» Task goal: Reproduce all of the records below word for word, leaving out the pictures.

» Raw records:
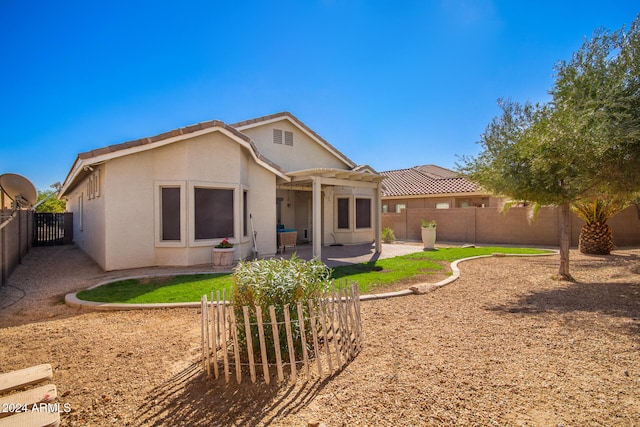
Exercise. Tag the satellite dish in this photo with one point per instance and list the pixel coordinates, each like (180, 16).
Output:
(19, 189)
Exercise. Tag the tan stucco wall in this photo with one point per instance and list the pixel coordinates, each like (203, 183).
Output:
(304, 154)
(88, 230)
(132, 189)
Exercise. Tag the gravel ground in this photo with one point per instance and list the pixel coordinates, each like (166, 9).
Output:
(504, 345)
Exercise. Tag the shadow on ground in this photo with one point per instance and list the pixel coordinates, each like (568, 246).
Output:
(612, 299)
(190, 399)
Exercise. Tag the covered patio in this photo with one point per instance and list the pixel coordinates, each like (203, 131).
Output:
(334, 256)
(332, 207)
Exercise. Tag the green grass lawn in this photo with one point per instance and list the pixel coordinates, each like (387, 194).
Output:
(368, 275)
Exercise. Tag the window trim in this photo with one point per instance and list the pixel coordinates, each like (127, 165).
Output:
(349, 214)
(158, 185)
(192, 214)
(355, 213)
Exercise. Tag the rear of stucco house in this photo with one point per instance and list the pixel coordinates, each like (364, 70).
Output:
(168, 200)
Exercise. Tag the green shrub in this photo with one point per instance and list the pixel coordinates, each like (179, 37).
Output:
(277, 282)
(388, 236)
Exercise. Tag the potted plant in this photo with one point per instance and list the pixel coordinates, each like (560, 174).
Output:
(223, 254)
(429, 234)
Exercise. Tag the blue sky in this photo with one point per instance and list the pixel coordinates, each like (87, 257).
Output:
(390, 84)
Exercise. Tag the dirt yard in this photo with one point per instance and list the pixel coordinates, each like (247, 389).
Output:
(504, 345)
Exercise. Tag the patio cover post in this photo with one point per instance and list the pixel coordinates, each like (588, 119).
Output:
(317, 216)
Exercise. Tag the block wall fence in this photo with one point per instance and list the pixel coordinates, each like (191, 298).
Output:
(16, 232)
(475, 225)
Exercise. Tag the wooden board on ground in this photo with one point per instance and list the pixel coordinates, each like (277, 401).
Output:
(22, 377)
(31, 419)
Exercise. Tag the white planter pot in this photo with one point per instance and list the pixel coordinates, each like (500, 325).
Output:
(429, 237)
(223, 257)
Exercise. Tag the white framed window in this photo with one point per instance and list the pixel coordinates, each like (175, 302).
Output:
(170, 213)
(81, 211)
(363, 212)
(214, 212)
(288, 138)
(343, 213)
(277, 136)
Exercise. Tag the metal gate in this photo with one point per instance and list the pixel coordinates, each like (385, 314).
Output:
(49, 229)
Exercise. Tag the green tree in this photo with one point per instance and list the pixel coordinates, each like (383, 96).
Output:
(583, 144)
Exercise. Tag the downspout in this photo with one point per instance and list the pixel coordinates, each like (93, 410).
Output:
(317, 216)
(378, 219)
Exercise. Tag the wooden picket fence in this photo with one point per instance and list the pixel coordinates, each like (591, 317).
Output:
(334, 323)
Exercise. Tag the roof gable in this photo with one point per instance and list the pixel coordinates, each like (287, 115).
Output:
(290, 118)
(425, 180)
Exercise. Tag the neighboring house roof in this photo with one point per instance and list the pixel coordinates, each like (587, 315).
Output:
(424, 180)
(300, 125)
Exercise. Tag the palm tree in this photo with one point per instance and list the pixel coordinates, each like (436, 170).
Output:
(596, 237)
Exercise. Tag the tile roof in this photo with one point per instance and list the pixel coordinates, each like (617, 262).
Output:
(426, 179)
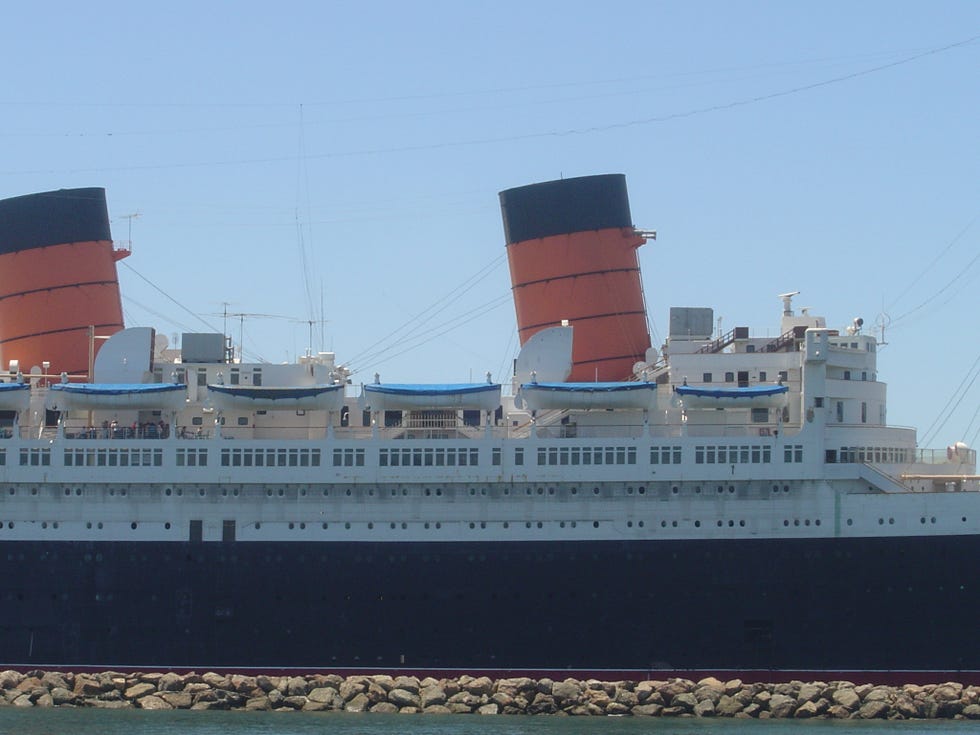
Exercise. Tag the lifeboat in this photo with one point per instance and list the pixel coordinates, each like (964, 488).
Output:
(758, 396)
(96, 396)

» Exercise answer:
Exercise. Tag the satellite dish in this photo with one point per instance and list the pixel coordinates, each like (180, 16).
Output:
(19, 189)
Exercise. Tag the tan stucco wall in this photo with one point per instance and list the pixel coordinates, each like (203, 183).
Output:
(304, 154)
(88, 230)
(132, 189)
Exercise. Tag the gravel ground in this photo with one point per instance and list the pixel coordinates, each like (166, 9).
Output:
(504, 345)
Exercise. Tag the shadow on ground in this photo with one point per instance and list the pixel coordinates, each like (568, 246).
Output:
(612, 299)
(190, 399)
Exercise. Tag the covered patio in this photo with one point per instance and list the pixel coordinates, each like (203, 131).
Output:
(334, 256)
(332, 207)
Exercise. Tag the green grass lawn in this photo with one point per instance and list the pixel coordinates, each like (387, 194).
Output:
(368, 275)
Exercise. Tag the window trim in this photo with one point per instance and list the pixel coordinates, each like (127, 165).
Output:
(349, 214)
(158, 185)
(192, 214)
(355, 213)
Exercise. Tag the rear of stucco house in this photo with one point per instance and list the pixel coordinates, each like (364, 70).
Output:
(168, 200)
Exercise. Tag the green shrub in this photo with one point per instance and list the pixel coordinates, each like (179, 37).
Output:
(277, 282)
(388, 236)
Exercise. Tag the potted plant in this photo with one point per instance and list the pixel coordinates, each like (560, 174).
Output:
(223, 254)
(429, 234)
Exercise. Tag the blue sky in this photo with one point per instance and list the pixel coordinates, each like (87, 257).
Output:
(390, 84)
Exercise. Tag the dirt yard in this photo with one point per instance and list the pixel coordinates, each like (247, 389).
Output:
(504, 345)
Exercise. Tag the patio cover post in this photo with one point per instance and list the pixel coordinates, each like (588, 119).
Output:
(317, 216)
Exercise. Tag the block wall fence in this photo with one point per instance and list the pixel coordinates, each like (191, 298).
Output:
(16, 232)
(475, 225)
Exercise. Tag the wooden board on ground in this photo with one point per instance and list the pixel coordinates, each like (277, 401).
Output:
(22, 377)
(31, 419)
Exercise. Tag the white planter pot in this photo with one point per instance and list the pixel coordinates, each like (500, 325).
Output:
(429, 237)
(223, 257)
Exercise. Tag the white framed window in this photo with one point per instance and list the pixel coordinates, each like (175, 302).
Output:
(170, 213)
(81, 211)
(363, 212)
(214, 212)
(288, 138)
(343, 213)
(277, 136)
Exercise. Tag the metal gate in this photo with one point per instance and list the pixel coordinates, each like (385, 314).
Output:
(49, 229)
Exercise. Tag the green tree in this photo with one point per instance and list the pixel coordinates, each like (383, 96).
Output:
(583, 144)
Exercise. Tag the downspout in this photo with one point per instance and list the pixel coordinates, each like (93, 410).
Output:
(317, 216)
(378, 219)
Exercise. Tag the wooden picket fence in this photo with one point per instance and list the pixel coordinates, each like (591, 317).
Output:
(334, 323)
Exercise. Tag the roof gable in this photo with one point per instance and list the pixel coordinates, each like (287, 115).
Output:
(290, 118)
(425, 180)
Exercise. Tag the neighboring house roof in this photo with one point per instance and list the pixel coordinates, each like (587, 315).
Output:
(424, 180)
(300, 125)
Exercise. Tag the palm tree in this photo with one point per instance and list the pixel coordinates, each like (436, 170).
Output:
(596, 237)
Exercise. Tag the tile roof in this photo with one point per instance and list the pixel coordinates, each like (617, 262).
Output:
(426, 179)
Exercise. Tag the lifeboat in this photo with one point per instance and list the pixel coordinates, each like (964, 488).
Output:
(758, 396)
(96, 396)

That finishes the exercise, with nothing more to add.